▶ Task goal
Without including any picture, copy the entries that follow word for word.

▶ Source material
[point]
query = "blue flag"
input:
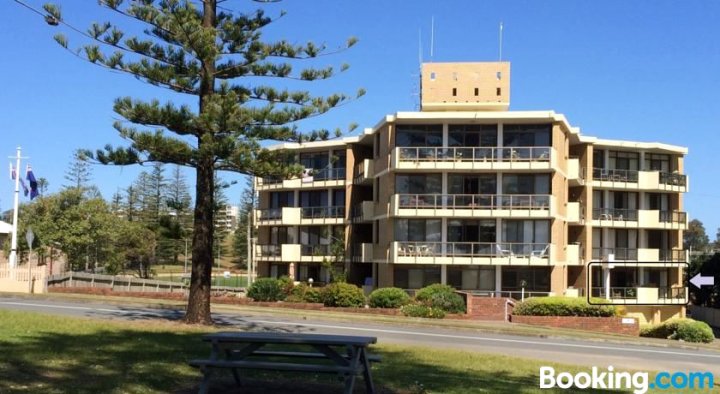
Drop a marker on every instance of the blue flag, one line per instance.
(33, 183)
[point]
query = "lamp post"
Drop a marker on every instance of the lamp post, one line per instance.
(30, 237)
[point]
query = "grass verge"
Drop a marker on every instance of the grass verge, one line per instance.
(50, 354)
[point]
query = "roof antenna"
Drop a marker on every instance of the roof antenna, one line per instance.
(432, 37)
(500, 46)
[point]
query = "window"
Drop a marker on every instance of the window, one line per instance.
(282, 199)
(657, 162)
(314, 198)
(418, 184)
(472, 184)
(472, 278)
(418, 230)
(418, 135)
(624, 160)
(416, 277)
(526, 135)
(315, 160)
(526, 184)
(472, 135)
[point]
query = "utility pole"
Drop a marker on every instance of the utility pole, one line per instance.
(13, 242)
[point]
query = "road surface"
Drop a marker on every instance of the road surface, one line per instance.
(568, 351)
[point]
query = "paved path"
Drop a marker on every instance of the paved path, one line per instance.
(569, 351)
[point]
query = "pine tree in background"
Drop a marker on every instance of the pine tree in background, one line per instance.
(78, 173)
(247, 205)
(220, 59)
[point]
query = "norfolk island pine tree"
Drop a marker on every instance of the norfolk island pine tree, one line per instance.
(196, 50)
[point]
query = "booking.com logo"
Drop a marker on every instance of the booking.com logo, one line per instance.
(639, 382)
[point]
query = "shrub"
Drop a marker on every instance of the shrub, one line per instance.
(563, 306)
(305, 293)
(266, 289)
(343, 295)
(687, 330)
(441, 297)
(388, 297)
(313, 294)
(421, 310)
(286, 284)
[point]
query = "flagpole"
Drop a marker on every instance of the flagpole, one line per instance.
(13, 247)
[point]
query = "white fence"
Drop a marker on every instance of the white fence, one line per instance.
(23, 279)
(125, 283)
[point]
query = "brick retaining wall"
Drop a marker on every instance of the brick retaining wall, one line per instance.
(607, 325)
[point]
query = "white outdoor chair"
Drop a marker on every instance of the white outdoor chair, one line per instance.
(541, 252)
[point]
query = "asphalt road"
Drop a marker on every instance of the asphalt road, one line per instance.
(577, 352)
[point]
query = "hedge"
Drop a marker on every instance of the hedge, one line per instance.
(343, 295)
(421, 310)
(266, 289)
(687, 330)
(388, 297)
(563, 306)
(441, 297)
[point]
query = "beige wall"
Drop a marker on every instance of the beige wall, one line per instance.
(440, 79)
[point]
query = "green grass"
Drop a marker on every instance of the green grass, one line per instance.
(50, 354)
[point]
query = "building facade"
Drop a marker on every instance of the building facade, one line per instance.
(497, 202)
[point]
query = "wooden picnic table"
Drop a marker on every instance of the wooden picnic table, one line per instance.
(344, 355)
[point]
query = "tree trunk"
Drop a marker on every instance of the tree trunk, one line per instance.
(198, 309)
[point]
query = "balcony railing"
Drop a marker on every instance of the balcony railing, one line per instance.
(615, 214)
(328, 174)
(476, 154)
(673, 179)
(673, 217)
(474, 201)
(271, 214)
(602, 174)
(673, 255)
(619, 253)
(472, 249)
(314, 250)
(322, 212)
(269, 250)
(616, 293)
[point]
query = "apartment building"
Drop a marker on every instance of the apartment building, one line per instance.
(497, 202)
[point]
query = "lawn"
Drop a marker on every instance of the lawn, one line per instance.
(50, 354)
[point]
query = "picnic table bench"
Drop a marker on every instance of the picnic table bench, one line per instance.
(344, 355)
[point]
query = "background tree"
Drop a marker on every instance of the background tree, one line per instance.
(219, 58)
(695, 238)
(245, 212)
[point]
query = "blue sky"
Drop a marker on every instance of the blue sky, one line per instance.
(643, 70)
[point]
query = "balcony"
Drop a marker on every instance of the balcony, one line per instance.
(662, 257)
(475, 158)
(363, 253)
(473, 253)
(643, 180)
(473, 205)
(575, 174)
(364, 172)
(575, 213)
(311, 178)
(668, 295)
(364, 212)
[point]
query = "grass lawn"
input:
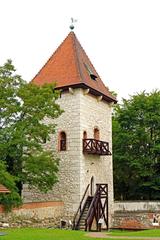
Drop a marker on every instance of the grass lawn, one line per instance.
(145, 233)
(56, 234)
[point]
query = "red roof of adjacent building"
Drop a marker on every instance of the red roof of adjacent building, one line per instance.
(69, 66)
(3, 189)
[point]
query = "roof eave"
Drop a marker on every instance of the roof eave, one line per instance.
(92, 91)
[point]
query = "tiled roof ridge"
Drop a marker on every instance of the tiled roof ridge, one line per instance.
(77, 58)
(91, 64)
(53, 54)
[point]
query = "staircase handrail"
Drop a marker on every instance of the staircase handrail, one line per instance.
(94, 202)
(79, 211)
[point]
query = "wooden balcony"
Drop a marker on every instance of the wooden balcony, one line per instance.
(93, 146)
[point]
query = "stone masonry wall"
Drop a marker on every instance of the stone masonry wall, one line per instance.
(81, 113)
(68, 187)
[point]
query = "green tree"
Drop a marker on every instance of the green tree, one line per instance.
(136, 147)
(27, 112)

▶ Result
[point]
query = "blue flag"
input:
Drop a marker on every instance of the blue flag, one line per instance.
(33, 183)
[point]
query = "lamp post"
Drop a marker on every instance of the lamp post, one line per instance.
(30, 237)
[point]
query = "grass verge"
Drop a marker on every instance of the grass verge, one line per instance.
(50, 354)
[point]
query = "roof antenna"
Drop a marker on every instance of the roof antenna, one line per instance.
(432, 37)
(500, 46)
[point]
query = "window"
Drop a marker on every instance of the window, one line per instance.
(282, 199)
(657, 162)
(314, 198)
(418, 184)
(472, 184)
(472, 278)
(418, 230)
(418, 135)
(624, 160)
(416, 277)
(526, 135)
(315, 160)
(526, 184)
(472, 135)
[point]
query = "utility pole"
Drop a marker on every instance of the utility pole, one line per instance.
(13, 242)
[point]
query = "road surface"
Drop a marker on every instance of the road surface, one line per instance.
(568, 351)
[point]
query = "paved path"
Drop a marker on every instance of the paved path, one line per instance.
(569, 351)
[point]
query = "pine tree in background"
Drop a marker on every instance of the pine tree in background, one line per instance.
(78, 173)
(247, 205)
(220, 59)
[point]
query = "norfolk island pine tree"
Drop a marker on every instance of the norfolk island pine tree, one line per instance.
(196, 50)
[point]
query = "booking.com logo"
Drop a marker on every instance of the booking.com logo, one line per instance.
(639, 382)
[point]
query = "shrub"
Drop a marker on every instance of the shrub, one line per instance.
(563, 306)
(305, 293)
(266, 289)
(343, 295)
(687, 330)
(441, 297)
(388, 297)
(313, 294)
(421, 310)
(286, 284)
[point]
query = "flagpole"
Drop a marker on every instance of the flagpole, one line per instance.
(13, 247)
[point]
query = "white fence"
Drop a marker on every instance of the white fence, one line per instance.
(23, 279)
(125, 283)
[point]
query = "brick retaining wall"
Drop a marker on every instance of the brick retaining wall, one line per instance.
(607, 325)
[point]
query = "white outdoor chair"
Drop a marker on every instance of the white outdoor chair, one line per instance.
(541, 252)
[point]
query = "asphalt road"
Drop a marker on every instance of the asphalt road, one line per instance.
(577, 352)
[point]
query = "hedge"
Drop a marker on every instance of the hedge, one line per instance.
(343, 295)
(421, 310)
(266, 289)
(687, 330)
(388, 297)
(563, 306)
(441, 297)
[point]
query = "beige wall"
Drop a marker on every instance of the beige wall, one line per instance.
(440, 79)
[point]
query = "green grass"
Drop a marker on every instance of the green grass, one line per instance.
(50, 354)
[point]
query = "building facade"
Drop a marker on every instance of the building facade, one line per instance.
(497, 202)
[point]
query = "wooden picnic table"
Drop a marker on every instance of the wooden picnic table, one line per instance.
(344, 355)
[point]
query = "tree trunk"
Drop a marker on every instance of the tree trunk, one line per instance.
(198, 309)
[point]
query = "balcony railing"
Drop a marker on every instance of the balcony railing, one line per instance.
(615, 214)
(328, 174)
(476, 154)
(673, 179)
(673, 217)
(474, 201)
(271, 214)
(602, 174)
(673, 255)
(619, 253)
(472, 249)
(314, 250)
(322, 212)
(269, 250)
(616, 293)
[point]
query = "apartment building"
Drop a marker on every instance of the apartment building, one line per instance.
(497, 202)
[point]
query = "lawn"
Drop a marker on every instance of the lawn, one line per instance.
(50, 354)
[point]
query = "picnic table bench"
Drop a marker on every instance of the picnic table bench, one line per instance.
(344, 355)
[point]
query = "background tree"
Drop a marker on every instance of the background tree, one line per instance.
(219, 58)
(695, 238)
(245, 212)
[point]
query = "blue sky"
Drop a marker on every instance of the blue sky, one line per instance.
(643, 70)
[point]
query = "balcony"
Drop a marker on every instance of the balcony, one line per instance.
(662, 257)
(475, 158)
(363, 253)
(473, 253)
(643, 180)
(473, 205)
(575, 174)
(364, 172)
(575, 213)
(311, 178)
(668, 295)
(364, 212)
[point]
query = "grass lawn"
input:
Drop a marker on every instance of the grass lawn, one line per instance.
(145, 233)
(56, 234)
[point]
query = "red roof of adjacent building"
Drop a marker on every instance of the red roof of adjacent building, one line per instance.
(69, 66)
(3, 189)
[point]
query = "roof eave"
Drop a marker on every instance of the roof eave, one line per instance.
(92, 91)
[point]
query = "tiled roof ridge"
Drop a marker on every instance of the tiled roof ridge, one line per instance.
(77, 58)
(91, 64)
(53, 54)
[point]
query = "staircase handrail"
Drop a marker on every instance of the staircase handrail, one line per instance.
(94, 202)
(79, 211)
[point]
query = "wooden balcony"
Drop a marker on every instance of the wooden balcony, one line per instance.
(93, 146)
[point]
query = "stone masonry wall"
Drop a marker on every instance of the stone masonry wall, one line per instance.
(81, 113)
(68, 187)
[point]
query = "green tree"
Drop a marker on every instance of the green tree, one line per instance.
(136, 147)
(27, 112)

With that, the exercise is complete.